Reproduce the part of the passage below about Lena Dunham's memoir between "originalThe first doctor, a" and "like other nine-year-olds.", inclusive.

■ SOURCE EXTRACT ■
════
In one of the final chapters of Lena Dunham’s new memoir Not That Kind of Girl, entitled “Therapy & Me”, Lena describes her first anxiety-ridden experience of sitting down as a germophobic, obsessive-compulsive nine-year-old with a prospective shrink. It is a “quirky, self-destructive Lena” moment, like so many moments in her book, and her show Girls, and so it would be nearly unremarkable if it weren’t for the subtext:

originalThe first doctor, a violet-haired grandma-aged woman with a German surname, asks me a few simple questions and then invites me to play with the toys scattered across her floor. She sits in a chair above me, pad in hand. I have the sense she will gather all kinds of information from this, so I put on a show that I’m sure will demonstrate my loneliness and introspection: Bootleg Barbie crashes her convertible with off-brand Ken riding shotgun. Tiny Lego men are killed in a war against their own kind. After a long period of observation, she asks me to share my three greatest wishes. “A river where I can be alone,” I tell her, impressed with my own poeticism. From this answer, she will know that I am not like other nine-year-olds.
════
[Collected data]
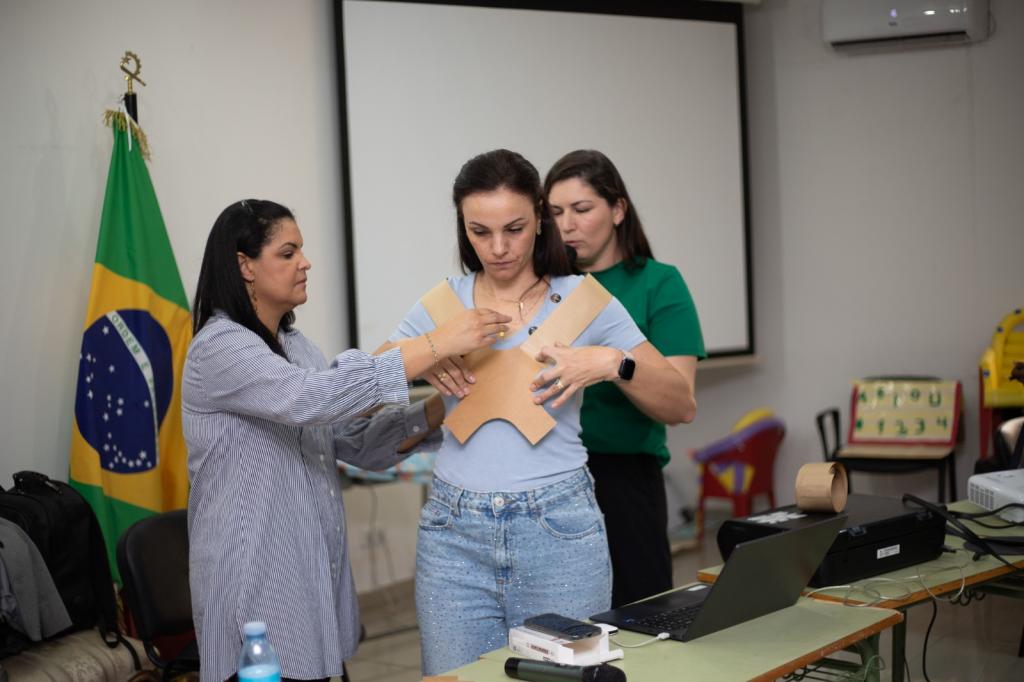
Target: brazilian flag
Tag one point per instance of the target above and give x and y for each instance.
(127, 451)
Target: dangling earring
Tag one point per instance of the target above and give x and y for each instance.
(252, 295)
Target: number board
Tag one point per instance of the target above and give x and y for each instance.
(904, 412)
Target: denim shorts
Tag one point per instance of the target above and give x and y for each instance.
(485, 561)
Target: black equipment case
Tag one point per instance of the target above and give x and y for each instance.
(881, 535)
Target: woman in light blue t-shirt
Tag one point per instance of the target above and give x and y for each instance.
(512, 529)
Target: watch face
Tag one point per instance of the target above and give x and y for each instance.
(627, 368)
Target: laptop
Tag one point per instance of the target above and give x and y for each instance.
(760, 577)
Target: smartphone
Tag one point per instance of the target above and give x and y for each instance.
(560, 626)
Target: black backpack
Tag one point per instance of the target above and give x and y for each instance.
(65, 528)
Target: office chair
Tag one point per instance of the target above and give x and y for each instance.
(153, 558)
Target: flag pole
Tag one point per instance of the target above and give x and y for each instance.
(130, 98)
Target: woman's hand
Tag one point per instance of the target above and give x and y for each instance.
(573, 370)
(451, 377)
(472, 329)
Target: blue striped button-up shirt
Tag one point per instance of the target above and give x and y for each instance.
(265, 519)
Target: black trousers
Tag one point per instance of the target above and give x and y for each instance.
(630, 492)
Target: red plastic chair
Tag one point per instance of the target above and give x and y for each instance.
(739, 467)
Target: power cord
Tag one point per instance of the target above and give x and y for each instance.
(658, 638)
(924, 652)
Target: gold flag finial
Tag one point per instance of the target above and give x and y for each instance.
(131, 75)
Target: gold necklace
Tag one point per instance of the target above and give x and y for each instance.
(519, 302)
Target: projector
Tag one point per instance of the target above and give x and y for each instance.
(991, 491)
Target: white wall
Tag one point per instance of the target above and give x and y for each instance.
(898, 168)
(888, 225)
(241, 101)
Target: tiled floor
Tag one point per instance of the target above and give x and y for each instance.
(977, 643)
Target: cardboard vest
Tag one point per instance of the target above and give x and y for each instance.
(503, 377)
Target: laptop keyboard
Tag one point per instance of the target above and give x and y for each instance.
(676, 620)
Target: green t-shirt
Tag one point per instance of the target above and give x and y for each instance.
(660, 304)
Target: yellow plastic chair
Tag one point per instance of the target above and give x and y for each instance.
(996, 390)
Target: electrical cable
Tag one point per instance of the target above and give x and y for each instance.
(924, 654)
(960, 529)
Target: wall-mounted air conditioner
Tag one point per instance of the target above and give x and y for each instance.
(851, 22)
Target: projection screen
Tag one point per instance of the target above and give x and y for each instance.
(425, 87)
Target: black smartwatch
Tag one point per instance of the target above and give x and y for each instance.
(627, 367)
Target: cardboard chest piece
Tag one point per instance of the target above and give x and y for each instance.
(503, 377)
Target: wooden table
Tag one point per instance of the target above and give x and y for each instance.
(915, 585)
(764, 648)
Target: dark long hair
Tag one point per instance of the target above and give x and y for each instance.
(597, 170)
(501, 168)
(245, 226)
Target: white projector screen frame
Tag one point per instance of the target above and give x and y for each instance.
(659, 89)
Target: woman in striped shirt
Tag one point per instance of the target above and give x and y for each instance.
(265, 418)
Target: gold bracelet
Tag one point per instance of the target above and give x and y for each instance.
(433, 349)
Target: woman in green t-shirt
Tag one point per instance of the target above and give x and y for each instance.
(625, 434)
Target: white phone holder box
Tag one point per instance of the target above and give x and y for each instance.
(541, 646)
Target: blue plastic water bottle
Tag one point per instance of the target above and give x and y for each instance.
(258, 663)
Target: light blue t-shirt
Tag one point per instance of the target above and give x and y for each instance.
(498, 458)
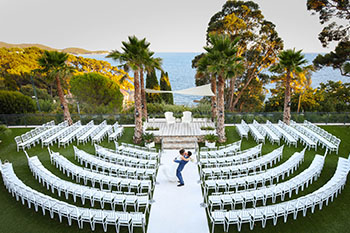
════
■ RESPONSE TO THIS EXERCISE ■
originalThe first doctor, a violet-haired grandma-aged woman with a German surname, asks me a few simple questions and then invites me to play with the toys scattered across her floor. She sits in a chair above me, pad in hand. I have the sense she will gather all kinds of information from this, so I put on a show that I’m sure will demonstrate my loneliness and introspection: Bootleg Barbie crashes her convertible with off-brand Ken riding shotgun. Tiny Lego men are killed in a war against their own kind. After a long period of observation, she asks me to share my three greatest wishes. “A river where I can be alone,” I tell her, impressed with my own poeticism. From this answer, she will know that I am not like other nine-year-olds.